_Brief_: Only the pictures are dropped; the lines of the material that follow are returned exactly.
-*-*-
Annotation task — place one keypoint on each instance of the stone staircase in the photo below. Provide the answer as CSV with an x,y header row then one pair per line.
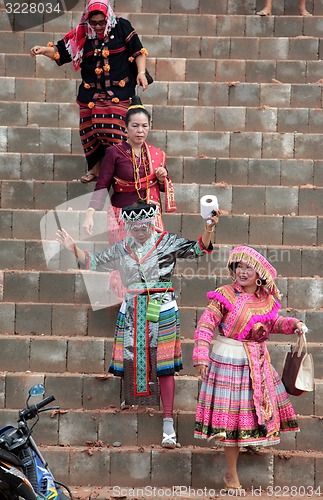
x,y
237,106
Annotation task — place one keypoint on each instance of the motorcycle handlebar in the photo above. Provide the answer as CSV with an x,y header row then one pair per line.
x,y
32,411
45,402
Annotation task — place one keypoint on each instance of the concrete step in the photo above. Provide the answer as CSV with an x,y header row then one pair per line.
x,y
79,320
75,355
58,90
251,118
161,23
181,69
261,200
299,255
68,287
155,467
136,426
204,47
182,169
289,145
230,7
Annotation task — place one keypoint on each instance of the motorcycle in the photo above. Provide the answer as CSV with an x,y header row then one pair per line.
x,y
24,473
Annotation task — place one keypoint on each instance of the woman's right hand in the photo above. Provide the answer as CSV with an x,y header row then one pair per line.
x,y
37,50
88,223
65,239
41,50
202,371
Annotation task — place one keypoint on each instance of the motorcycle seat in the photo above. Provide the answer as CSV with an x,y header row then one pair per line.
x,y
10,458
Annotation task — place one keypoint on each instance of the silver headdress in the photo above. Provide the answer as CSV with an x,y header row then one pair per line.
x,y
139,213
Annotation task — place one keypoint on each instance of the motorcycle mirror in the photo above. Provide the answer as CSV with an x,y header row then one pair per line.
x,y
37,390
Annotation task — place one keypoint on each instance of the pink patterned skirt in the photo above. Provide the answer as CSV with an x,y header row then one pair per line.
x,y
226,410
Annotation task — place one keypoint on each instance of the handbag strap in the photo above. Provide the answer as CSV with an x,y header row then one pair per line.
x,y
148,293
301,345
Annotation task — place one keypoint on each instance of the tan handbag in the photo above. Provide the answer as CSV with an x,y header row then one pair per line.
x,y
298,371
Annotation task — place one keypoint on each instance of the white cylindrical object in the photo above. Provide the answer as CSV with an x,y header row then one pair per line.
x,y
208,203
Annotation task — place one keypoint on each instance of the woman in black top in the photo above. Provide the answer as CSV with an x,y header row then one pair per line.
x,y
112,60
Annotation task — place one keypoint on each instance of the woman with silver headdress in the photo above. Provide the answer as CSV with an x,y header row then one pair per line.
x,y
147,336
112,60
242,401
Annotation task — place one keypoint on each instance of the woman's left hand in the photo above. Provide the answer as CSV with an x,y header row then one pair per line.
x,y
161,174
142,80
301,328
213,220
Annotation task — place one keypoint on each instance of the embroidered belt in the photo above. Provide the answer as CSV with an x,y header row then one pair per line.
x,y
129,187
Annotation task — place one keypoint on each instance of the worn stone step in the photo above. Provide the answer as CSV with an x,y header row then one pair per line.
x,y
156,467
230,7
163,23
71,320
300,200
68,287
205,47
108,424
288,145
92,355
181,69
182,169
58,90
299,255
182,118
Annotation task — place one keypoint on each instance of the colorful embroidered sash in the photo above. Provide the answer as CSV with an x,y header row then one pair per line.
x,y
141,361
156,158
264,396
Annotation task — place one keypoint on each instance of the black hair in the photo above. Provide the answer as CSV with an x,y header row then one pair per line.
x,y
95,13
134,108
233,266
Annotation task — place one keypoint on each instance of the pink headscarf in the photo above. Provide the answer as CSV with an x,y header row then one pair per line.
x,y
75,39
258,262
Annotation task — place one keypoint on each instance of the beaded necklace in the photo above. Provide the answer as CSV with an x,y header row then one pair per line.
x,y
136,173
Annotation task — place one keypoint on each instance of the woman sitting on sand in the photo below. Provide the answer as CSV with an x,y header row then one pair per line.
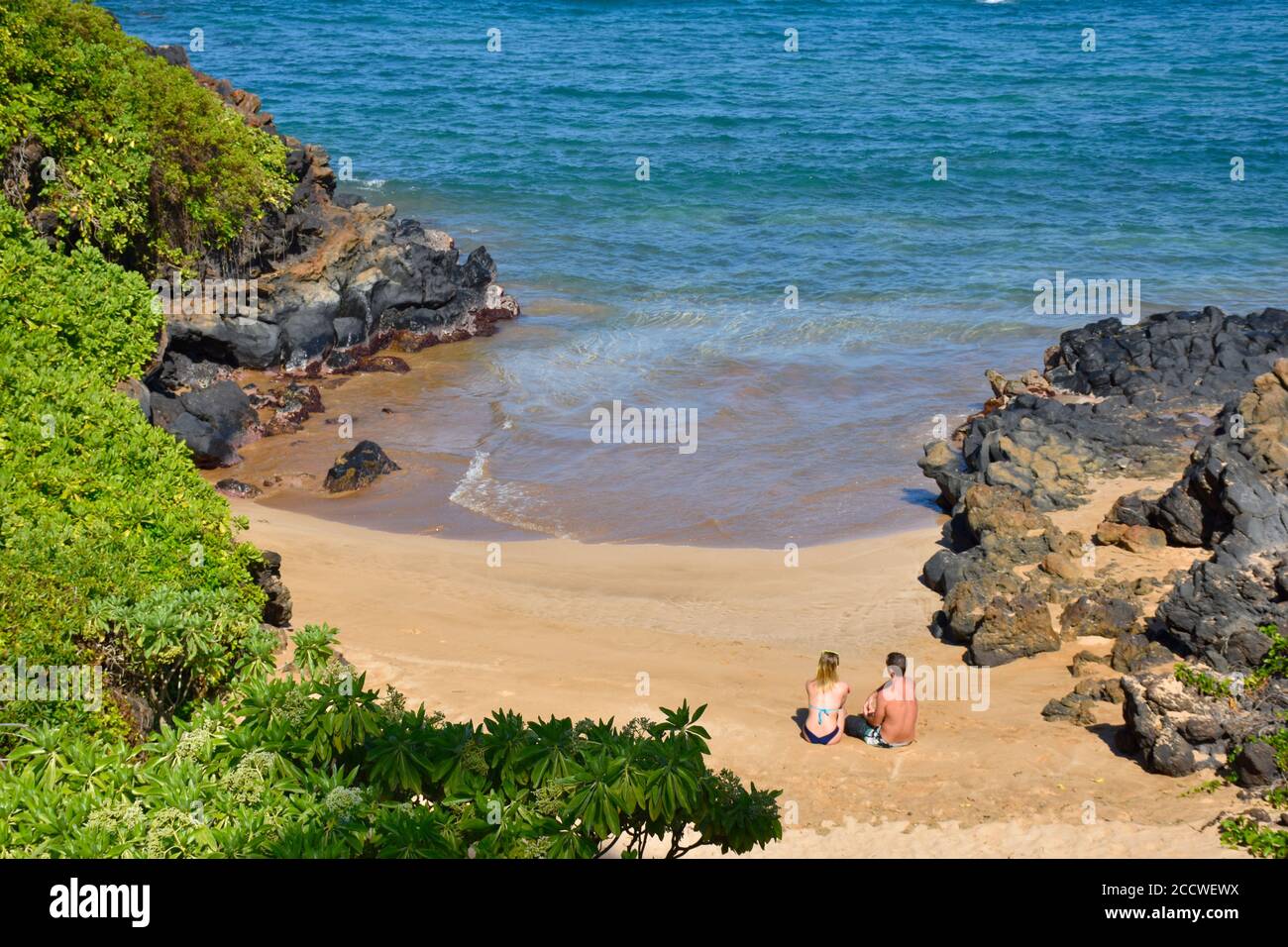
x,y
827,696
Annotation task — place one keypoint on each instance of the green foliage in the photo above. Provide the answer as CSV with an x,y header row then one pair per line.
x,y
1248,834
102,515
317,767
147,165
313,647
115,552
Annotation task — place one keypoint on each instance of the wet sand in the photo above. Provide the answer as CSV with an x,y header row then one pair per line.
x,y
618,630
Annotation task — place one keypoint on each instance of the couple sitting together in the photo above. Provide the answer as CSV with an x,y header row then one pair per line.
x,y
889,712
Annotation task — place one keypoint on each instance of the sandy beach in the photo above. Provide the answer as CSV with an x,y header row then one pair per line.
x,y
618,630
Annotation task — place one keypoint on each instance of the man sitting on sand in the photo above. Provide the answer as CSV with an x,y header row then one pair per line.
x,y
890,711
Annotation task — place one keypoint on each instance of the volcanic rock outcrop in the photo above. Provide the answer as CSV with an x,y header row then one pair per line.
x,y
333,279
1122,401
1201,394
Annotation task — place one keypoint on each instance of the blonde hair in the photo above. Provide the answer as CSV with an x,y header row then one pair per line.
x,y
827,664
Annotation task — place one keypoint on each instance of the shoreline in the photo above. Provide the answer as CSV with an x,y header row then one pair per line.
x,y
566,628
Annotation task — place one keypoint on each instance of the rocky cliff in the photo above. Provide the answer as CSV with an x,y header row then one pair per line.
x,y
334,281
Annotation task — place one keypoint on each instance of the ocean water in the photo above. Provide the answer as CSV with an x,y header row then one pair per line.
x,y
768,169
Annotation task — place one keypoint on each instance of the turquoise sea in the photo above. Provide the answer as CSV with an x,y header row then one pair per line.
x,y
771,169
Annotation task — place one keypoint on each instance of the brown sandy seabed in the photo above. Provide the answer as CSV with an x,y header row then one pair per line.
x,y
567,628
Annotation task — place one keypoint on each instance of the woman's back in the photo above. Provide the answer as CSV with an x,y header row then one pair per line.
x,y
825,705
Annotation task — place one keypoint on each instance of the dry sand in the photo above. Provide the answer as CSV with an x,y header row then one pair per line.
x,y
567,628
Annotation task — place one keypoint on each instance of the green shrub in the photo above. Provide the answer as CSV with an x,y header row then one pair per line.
x,y
115,552
147,165
1248,834
317,767
95,504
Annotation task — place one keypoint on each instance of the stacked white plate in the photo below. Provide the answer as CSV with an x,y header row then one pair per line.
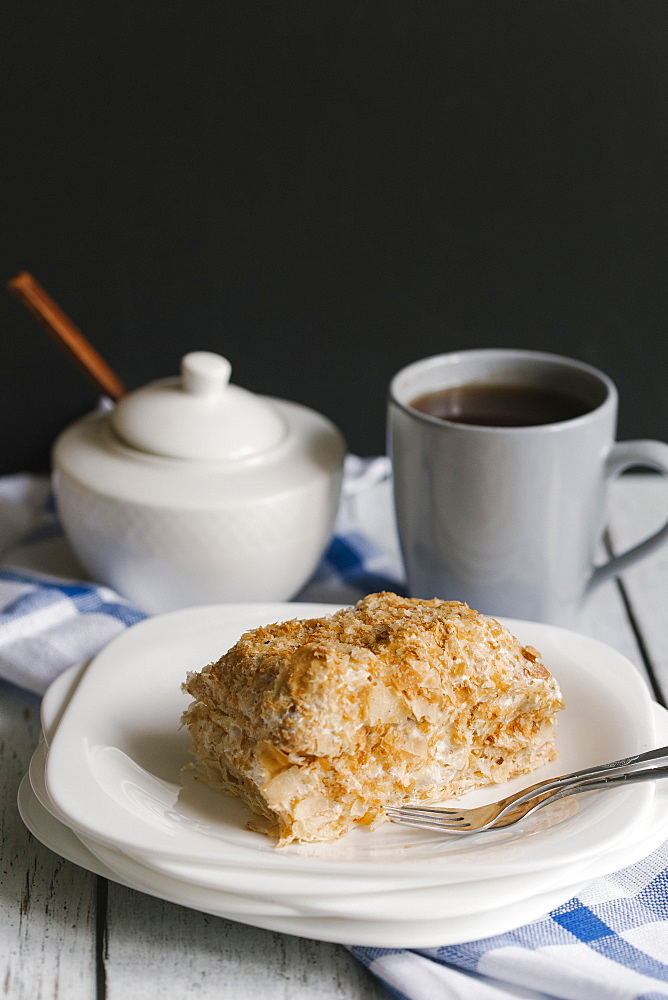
-*-*-
_Answer area_:
Annotation task — place one keypoint on each instance of the stone staircase in the photo below. Provide the answer as CSV with an x,y header row then one pair per line.
x,y
237,106
Annotation task — place one keypoint on each instance of the motorcycle handlebar in the photo above. Provide the answer as CSV with an x,y header row then one pair per line.
x,y
32,411
45,402
Annotation task — place one keypoint on each instance of the concrete step in the photo above. Provide the answer as CSV with an x,y header row then one pair per line.
x,y
79,320
75,355
58,90
251,118
161,23
181,69
261,200
299,255
68,287
155,467
136,426
204,47
182,169
289,145
230,7
Annotation task — place one keypoint on each instance of the motorcycle in the photo above. Provide the answer as CSV with an x,y header row then one pair per line.
x,y
24,473
Annotation task — place one keypoint on each instance of the woman's right hand in the photo above. Provide the answer as CSV with an x,y header row then one pair per line.
x,y
37,50
88,223
65,239
41,50
202,371
Annotation task — place one keypoint on each instance of the motorcycle seat in the photo above. Provide the answer as CSV with an x,y header row then one pair per line.
x,y
10,458
Annotation task — place one keypoint on each instance of the silver headdress in the photo above. Provide the answer as CSV with an x,y header row then one pair per line.
x,y
139,213
Annotation task — place one keypoint on each instance of the motorcycle mirror in the photo above. Provide the answer as CSV with an x,y header row then one pair per line.
x,y
37,390
Annotation task — place one keypoint on each instance of the pink patterned skirt in the photo above. Provide the answer as CSV with an x,y header row then one pair per line.
x,y
226,410
Annotation task — place one keypoint on each instance of the handbag strap in the photo above. Provide the answer as CSV with an x,y header row then one pair per line.
x,y
148,293
301,345
Annotation task — place one keypoint on each instance of the tan handbag in the photo above. Provide the answer as CSV with an x,y header row then one pair per line.
x,y
298,371
Annotation task — place one keypoint on each instance of the white cylindrical object in the photo above. Provide the answer as CSV with an x,y header row then one pair per line.
x,y
208,203
Annotation task — place one keypoint on each instance of the woman in black top in the photo above. Provide the answer as CSV with an x,y header row then one pair per line.
x,y
112,60
Annotation task — place one keypoint on each instance of the woman with silver headdress in the photo above. Provide the answer as CSV with an x,y header row then one pair per line.
x,y
147,336
112,60
242,401
Annotation task — place one keypoint on each instance of the woman's left hand in the photo above. Provide the answer as CSV with an x,y header row then one pair per line.
x,y
161,174
142,80
301,328
213,220
Annotation task — place one keypoint on each instance of the embroidered belt in the photo above. Provide the answer as CSV with an x,y header row then one pair per line.
x,y
129,187
Annotation task — place one keypoint on each instance of the worn stone step in the photo above. Provide the answer as CSV with an x,y header row then one pair per line.
x,y
156,467
230,7
163,23
71,320
300,200
68,287
205,47
108,424
288,145
92,355
181,69
182,169
58,90
299,255
182,118
Annotation task — place one keypoint on each instance of the colorful embroidered sash in the photo above. Provide the answer as CSV with an x,y header row then one pair per line.
x,y
141,361
156,158
264,396
Annotation task — place one keypoint on each instance of the black hair in the photo above. Provide the answer as CSV with an x,y header row then one pair per line.
x,y
95,13
134,108
233,266
Annotation task — place one keypoint on each instance of the pink headscarf in the photo above. Provide the answer as CSV with an x,y header row then one pair per line.
x,y
75,39
258,262
Annotation task — place one keypoint on each instance of the beaded necklace in the photo above. Provide the answer as CSV with an x,y header row then one pair per line.
x,y
136,173
Annotation task — place one keypoint on each instance of the woman sitting on sand in the photo below. Provide the answer as CSV with an x,y header row then one pair per line.
x,y
827,696
Annotation task — place one keypoint on each instance of the green foliage in the photo above. Provide the answer as CSV with an x,y header row then one pair per line.
x,y
1248,834
102,515
317,767
147,165
313,647
115,552
Annotation task — place one keypoint on each instance of the wet sand in the photo above. Provide the answer as CSV with an x,y header row then one pair per line.
x,y
618,630
Annotation task — place one keypoint on each instance of the couple sitting together in the photo above. Provide the answer as CSV with an x,y header row then one pair per line.
x,y
889,712
Annotation task — place one keypoint on each instance of the sandy beach in the photo above. Provide the answer as CSV with an x,y header row then one pair per line.
x,y
618,630
Annotation task — place one keypoint on each instance of the man sitting on sand in the photo above. Provide the answer as CSV with an x,y header row then one pair per line.
x,y
890,711
Annotation task — place one keypoint on each instance of the volcanic rock outcrop in the photo above. Provide the answer as CSV with an x,y header row then one pair per line.
x,y
333,279
1122,401
1201,394
Annotation task — place one keypoint on each instance of the blonde hair in the photo above. Provide the answer as CSV with an x,y header row then one pair per line.
x,y
827,664
Annotation task — place one keypoint on each instance of the shoreline in the photo above. Provide the answer as CSV with an x,y header row then one pair per line.
x,y
566,628
Annotation task — place one keypoint on each instance of the rocky cliff in the photo above. Provide the answer as CSV with an x,y header row then one pair per line.
x,y
334,281
Annotation task — place one keypoint on each instance of the ocean water in the photo above. Provide the answer as CSV with an x,y header row then one pair per line.
x,y
768,169
Annotation task — place one keypoint on each instance of the turquoise sea in the photo above. Provide the answer as CSV with an x,y header row then one pair per line.
x,y
771,169
Annotation task — place one keypoint on each instance of the brown sandy seabed in the photo above. Provide the answer as CSV with an x,y header row then one pair per line.
x,y
567,628
Annotation task — place one keypoint on each instance of the woman's back in the photo above. Provide the answer as CSV with an x,y header row then one pair per line.
x,y
825,705
Annotation task — place one keypoint on each instance of the dry sand in the photo above. Provide the answer as CSV with an x,y header row then one pair per line.
x,y
567,628
Annotation task — place one keypoint on each instance of the green shrub in the photo above. Provide the answer as CSV with an x,y header row then one pair per line.
x,y
115,552
147,165
1248,834
317,767
95,504
Annotation task — place one keypoint on each instance of the stacked white plate in the photo below. Provide the answer as CSV with an x,y header row then one pair per line.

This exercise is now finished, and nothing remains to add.